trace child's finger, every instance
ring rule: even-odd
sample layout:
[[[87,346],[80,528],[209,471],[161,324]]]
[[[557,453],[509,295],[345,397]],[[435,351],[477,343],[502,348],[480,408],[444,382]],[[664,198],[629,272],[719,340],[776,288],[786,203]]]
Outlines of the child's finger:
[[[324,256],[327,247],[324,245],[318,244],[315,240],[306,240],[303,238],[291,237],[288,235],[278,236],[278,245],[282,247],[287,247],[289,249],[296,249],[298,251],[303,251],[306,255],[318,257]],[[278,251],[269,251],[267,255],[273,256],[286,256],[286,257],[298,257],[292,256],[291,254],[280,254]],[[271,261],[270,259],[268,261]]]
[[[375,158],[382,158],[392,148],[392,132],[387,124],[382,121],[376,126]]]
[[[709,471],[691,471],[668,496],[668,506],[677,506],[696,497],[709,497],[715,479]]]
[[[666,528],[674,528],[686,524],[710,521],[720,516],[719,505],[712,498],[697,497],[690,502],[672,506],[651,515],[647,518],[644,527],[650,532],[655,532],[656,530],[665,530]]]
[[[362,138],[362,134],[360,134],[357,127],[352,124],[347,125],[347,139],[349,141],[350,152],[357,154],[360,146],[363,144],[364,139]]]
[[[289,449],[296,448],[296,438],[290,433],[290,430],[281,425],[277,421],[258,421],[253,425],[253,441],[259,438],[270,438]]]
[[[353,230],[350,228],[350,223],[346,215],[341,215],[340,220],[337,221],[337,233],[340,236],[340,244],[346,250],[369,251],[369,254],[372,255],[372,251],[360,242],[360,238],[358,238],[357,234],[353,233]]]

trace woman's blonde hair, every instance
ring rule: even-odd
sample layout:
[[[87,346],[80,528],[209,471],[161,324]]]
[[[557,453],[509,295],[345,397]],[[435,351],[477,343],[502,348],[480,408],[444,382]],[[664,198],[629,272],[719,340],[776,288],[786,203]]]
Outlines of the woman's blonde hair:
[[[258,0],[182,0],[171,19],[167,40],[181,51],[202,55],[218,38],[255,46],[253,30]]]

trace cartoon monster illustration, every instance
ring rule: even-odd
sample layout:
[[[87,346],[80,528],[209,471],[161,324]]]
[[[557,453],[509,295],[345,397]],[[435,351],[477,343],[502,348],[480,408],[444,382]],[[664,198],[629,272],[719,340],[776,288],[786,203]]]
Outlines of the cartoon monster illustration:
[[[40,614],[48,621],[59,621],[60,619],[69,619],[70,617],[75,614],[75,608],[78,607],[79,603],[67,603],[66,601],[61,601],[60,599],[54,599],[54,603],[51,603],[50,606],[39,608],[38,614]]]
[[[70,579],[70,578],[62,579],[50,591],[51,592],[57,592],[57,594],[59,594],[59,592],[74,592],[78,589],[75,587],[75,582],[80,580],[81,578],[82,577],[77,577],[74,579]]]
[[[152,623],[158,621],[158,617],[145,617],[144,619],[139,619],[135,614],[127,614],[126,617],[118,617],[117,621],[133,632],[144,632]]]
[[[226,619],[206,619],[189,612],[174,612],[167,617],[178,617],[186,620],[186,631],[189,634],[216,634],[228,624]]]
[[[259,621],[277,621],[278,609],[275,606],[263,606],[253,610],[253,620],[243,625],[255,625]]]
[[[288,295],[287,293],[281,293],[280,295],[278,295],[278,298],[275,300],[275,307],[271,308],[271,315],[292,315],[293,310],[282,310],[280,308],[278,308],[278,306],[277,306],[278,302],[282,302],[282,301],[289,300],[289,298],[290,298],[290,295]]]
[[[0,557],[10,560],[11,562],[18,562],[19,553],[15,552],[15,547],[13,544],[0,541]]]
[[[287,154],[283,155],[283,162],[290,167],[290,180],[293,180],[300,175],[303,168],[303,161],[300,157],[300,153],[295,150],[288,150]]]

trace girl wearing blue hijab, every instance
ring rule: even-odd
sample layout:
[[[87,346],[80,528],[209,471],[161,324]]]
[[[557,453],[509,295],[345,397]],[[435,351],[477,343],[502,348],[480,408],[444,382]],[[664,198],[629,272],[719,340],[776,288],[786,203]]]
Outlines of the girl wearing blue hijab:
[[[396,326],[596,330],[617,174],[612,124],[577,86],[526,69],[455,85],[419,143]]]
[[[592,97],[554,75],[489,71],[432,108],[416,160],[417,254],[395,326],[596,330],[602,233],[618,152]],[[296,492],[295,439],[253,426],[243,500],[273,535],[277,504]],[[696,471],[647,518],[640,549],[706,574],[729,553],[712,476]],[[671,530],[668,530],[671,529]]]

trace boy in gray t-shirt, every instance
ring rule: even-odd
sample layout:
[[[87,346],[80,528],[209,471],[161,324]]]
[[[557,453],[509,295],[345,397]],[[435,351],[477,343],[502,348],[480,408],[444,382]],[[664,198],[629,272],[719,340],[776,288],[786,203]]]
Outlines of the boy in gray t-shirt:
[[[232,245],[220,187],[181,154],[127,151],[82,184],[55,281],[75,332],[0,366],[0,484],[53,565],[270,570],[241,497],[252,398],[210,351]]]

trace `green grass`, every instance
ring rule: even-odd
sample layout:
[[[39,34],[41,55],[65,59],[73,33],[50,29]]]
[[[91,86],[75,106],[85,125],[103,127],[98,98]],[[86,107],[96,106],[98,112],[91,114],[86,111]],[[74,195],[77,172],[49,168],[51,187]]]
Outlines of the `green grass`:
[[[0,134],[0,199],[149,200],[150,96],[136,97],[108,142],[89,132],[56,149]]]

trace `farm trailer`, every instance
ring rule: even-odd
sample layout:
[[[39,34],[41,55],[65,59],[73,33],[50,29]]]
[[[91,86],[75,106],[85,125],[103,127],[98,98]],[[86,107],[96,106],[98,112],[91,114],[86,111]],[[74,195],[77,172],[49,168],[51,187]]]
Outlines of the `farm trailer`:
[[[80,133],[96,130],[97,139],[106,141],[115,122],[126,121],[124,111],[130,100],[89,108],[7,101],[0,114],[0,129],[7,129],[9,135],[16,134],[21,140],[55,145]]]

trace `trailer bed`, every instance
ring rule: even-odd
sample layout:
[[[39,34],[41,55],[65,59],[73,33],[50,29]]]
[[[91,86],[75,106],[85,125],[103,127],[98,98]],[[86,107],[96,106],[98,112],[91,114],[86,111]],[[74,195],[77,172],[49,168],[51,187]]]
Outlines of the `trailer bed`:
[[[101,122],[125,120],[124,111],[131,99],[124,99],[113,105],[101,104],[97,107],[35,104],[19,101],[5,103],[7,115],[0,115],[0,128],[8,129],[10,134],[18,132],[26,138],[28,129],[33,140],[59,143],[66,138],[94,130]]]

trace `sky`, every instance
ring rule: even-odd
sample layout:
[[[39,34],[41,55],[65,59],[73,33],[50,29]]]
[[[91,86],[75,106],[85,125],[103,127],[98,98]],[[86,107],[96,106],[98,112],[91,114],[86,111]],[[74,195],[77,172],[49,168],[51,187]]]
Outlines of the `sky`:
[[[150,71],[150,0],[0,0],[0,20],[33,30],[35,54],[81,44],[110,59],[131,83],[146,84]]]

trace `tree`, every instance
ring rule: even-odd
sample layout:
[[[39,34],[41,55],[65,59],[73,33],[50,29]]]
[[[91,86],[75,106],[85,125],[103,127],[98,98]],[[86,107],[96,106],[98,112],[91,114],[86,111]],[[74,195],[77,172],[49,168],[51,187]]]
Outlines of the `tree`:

> Task: Write out all of the rows above again, changing every "ring rule" to "fill rule" and leaving everything else as it is.

> Solution:
trace child's finger, every instance
fill rule: even-odd
sample layout:
[[[87,346],[80,528],[209,471],[161,324]]]
[[[557,453],[509,295],[345,397]],[[435,351],[477,343],[502,348],[480,408],[444,382]],[[664,198],[629,272],[719,340],[776,288],[786,203]]]
Outlines of the child's finger:
[[[324,256],[327,247],[324,245],[318,244],[315,240],[306,240],[303,238],[291,237],[288,235],[278,236],[278,245],[282,247],[287,247],[289,249],[296,249],[298,251],[303,251],[306,255],[318,257]],[[278,251],[269,251],[267,255],[273,256],[286,256],[286,257],[298,257],[292,256],[291,254],[280,254]],[[271,261],[270,259],[268,261]]]
[[[375,158],[382,158],[392,148],[392,132],[387,124],[382,121],[376,126]]]
[[[709,471],[691,471],[668,496],[668,506],[677,506],[696,497],[709,497],[715,479]]]
[[[666,528],[674,528],[686,524],[710,521],[720,516],[719,505],[712,498],[697,497],[690,502],[672,506],[651,515],[647,518],[644,527],[650,532],[655,532],[656,530],[665,530]]]
[[[362,138],[362,134],[360,134],[357,127],[352,124],[347,125],[347,139],[349,141],[350,152],[357,154],[360,146],[363,144],[364,139]]]
[[[289,449],[296,448],[296,438],[290,433],[290,430],[281,425],[277,421],[258,421],[253,425],[253,441],[259,438],[270,438]]]
[[[353,230],[350,228],[350,223],[346,215],[341,215],[340,220],[337,221],[337,233],[340,236],[340,244],[346,250],[369,251],[369,254],[372,255],[372,251],[360,242],[360,238],[358,238],[357,234],[353,233]]]

trace woman's blonde hair, every instance
fill rule: even-odd
sample layout:
[[[87,346],[80,528],[209,471],[161,324]]]
[[[557,453],[509,295],[345,397]],[[435,351],[477,343],[502,348],[480,408],[444,382]],[[664,198],[629,272],[719,340],[776,288],[786,203]]]
Outlines of the woman's blonde hair:
[[[258,0],[182,0],[171,19],[167,40],[181,51],[202,55],[218,38],[255,46],[253,30]]]

trace cartoon monster illustration, every instance
fill rule: even-odd
sample layout:
[[[87,346],[80,528],[209,471],[161,324]]]
[[[557,453],[509,295],[345,397]],[[435,351],[477,343],[502,348],[480,408],[444,382]],[[664,198],[629,272],[719,340],[776,288],[786,203]]]
Outlines of the cartoon monster illustration:
[[[40,614],[48,621],[59,621],[60,619],[69,619],[70,617],[75,614],[75,608],[78,607],[79,603],[67,603],[66,601],[61,601],[60,599],[54,599],[54,603],[51,603],[50,606],[39,608],[38,614]]]
[[[70,579],[70,578],[62,579],[50,591],[51,592],[57,592],[57,594],[59,594],[59,592],[74,592],[78,589],[75,587],[75,582],[80,580],[81,578],[82,577],[77,577],[74,579]]]
[[[152,623],[158,621],[158,617],[145,617],[144,619],[139,619],[135,614],[127,614],[126,617],[118,617],[117,621],[133,632],[144,632]]]
[[[226,619],[206,619],[189,612],[174,612],[167,617],[178,617],[186,620],[186,631],[189,634],[216,634],[228,624]]]
[[[259,621],[277,621],[278,609],[275,606],[263,606],[253,610],[253,620],[243,625],[255,625]]]
[[[288,295],[287,293],[281,293],[280,295],[278,295],[278,298],[275,300],[275,307],[271,308],[271,315],[292,315],[293,310],[282,310],[280,308],[278,308],[278,306],[277,306],[278,302],[282,302],[282,301],[289,300],[289,298],[290,298],[290,295]]]
[[[0,557],[10,560],[11,562],[18,562],[19,553],[15,552],[15,547],[13,544],[0,541]]]
[[[287,154],[283,155],[283,162],[290,167],[290,180],[293,180],[300,175],[303,168],[303,161],[300,157],[300,153],[295,150],[288,150]]]

trace girl wearing blue hijab, every instance
fill rule: even-odd
sample layout:
[[[87,346],[80,528],[209,471],[161,324]]]
[[[557,453],[509,295],[345,397]],[[435,351],[477,343],[502,348],[480,408],[444,382]],[[664,198],[629,272],[719,340],[776,288],[786,203]]]
Outlines of the girl wearing blue hijab:
[[[396,326],[596,330],[617,174],[612,124],[577,86],[526,69],[455,85],[419,143]]]
[[[592,97],[554,75],[489,71],[432,108],[416,160],[417,254],[395,326],[596,330],[602,233],[618,152]],[[296,492],[295,439],[253,426],[243,500],[273,535],[277,504]],[[696,471],[647,518],[640,549],[706,574],[729,553],[712,476]],[[671,530],[668,530],[671,529]]]

trace boy in gray t-shirt, every instance
fill rule: even-odd
sample layout:
[[[87,346],[80,528],[209,471],[161,324]]]
[[[557,453],[509,295],[345,397]],[[435,351],[477,343],[502,348],[480,408],[444,382]],[[664,198],[629,272],[719,340],[776,288],[786,203]]]
Outlines of the boy in gray t-shirt:
[[[232,245],[220,187],[181,154],[127,151],[82,184],[55,281],[75,332],[0,366],[0,484],[53,565],[270,570],[241,497],[252,398],[210,351]]]

trace `green grass`, every instance
fill rule: even-odd
sample layout:
[[[39,34],[41,55],[65,59],[73,33],[50,29]]]
[[[91,86],[75,106],[85,125],[103,127],[98,98]],[[86,107],[96,106],[98,112],[91,114],[86,111]],[[74,195],[77,172],[49,168],[51,187]]]
Outlines of the `green grass`:
[[[0,134],[0,199],[149,200],[150,96],[136,97],[108,142],[89,132],[56,149]]]

trace `farm trailer`, every instance
fill rule: even-odd
sample layout:
[[[39,34],[41,55],[65,59],[73,33],[50,29]]]
[[[91,86],[75,106],[85,125],[103,127],[98,98]],[[86,107],[96,106],[98,112],[91,114],[86,111]],[[74,195],[77,172],[49,168],[51,187]]]
Outlines of the `farm trailer`:
[[[80,133],[96,130],[97,139],[106,141],[115,122],[126,121],[124,111],[130,100],[89,108],[7,101],[0,114],[0,129],[7,129],[9,135],[16,134],[21,140],[55,145]]]

trace `trailer bed`, every instance
fill rule: even-odd
sample layout:
[[[39,34],[41,55],[65,59],[73,33],[50,29]]]
[[[91,86],[75,106],[85,125],[103,127],[98,98]],[[86,107],[96,106],[98,112],[91,114],[86,111]],[[74,195],[77,172],[49,168],[51,187]]]
Outlines of the `trailer bed`:
[[[101,122],[125,120],[124,111],[131,99],[124,99],[113,105],[101,104],[97,107],[35,104],[19,101],[5,103],[7,115],[0,115],[0,128],[8,129],[10,134],[18,132],[26,138],[28,129],[33,140],[59,143],[66,138],[94,130]]]

trace `sky`, every instance
fill rule: even-odd
sample layout:
[[[39,34],[41,55],[65,59],[73,33],[50,29]]]
[[[91,86],[75,106],[85,125],[103,127],[98,98]],[[86,107],[96,106],[98,112],[91,114],[86,111]],[[74,195],[77,172],[49,168],[51,187]]]
Outlines of the `sky`:
[[[150,71],[150,0],[0,0],[0,20],[33,30],[35,54],[81,44],[110,59],[131,83],[146,84]]]

trace `tree`, every instance
fill rule: even-odd
sample layout:
[[[39,34],[41,55],[65,59],[73,33],[50,29]]]
[[[91,86],[75,106],[85,125],[103,127],[98,98]],[[86,107],[96,106],[98,112],[91,114],[86,111]],[[74,195],[77,172],[49,168],[51,187]]]
Outlines of the `tree`:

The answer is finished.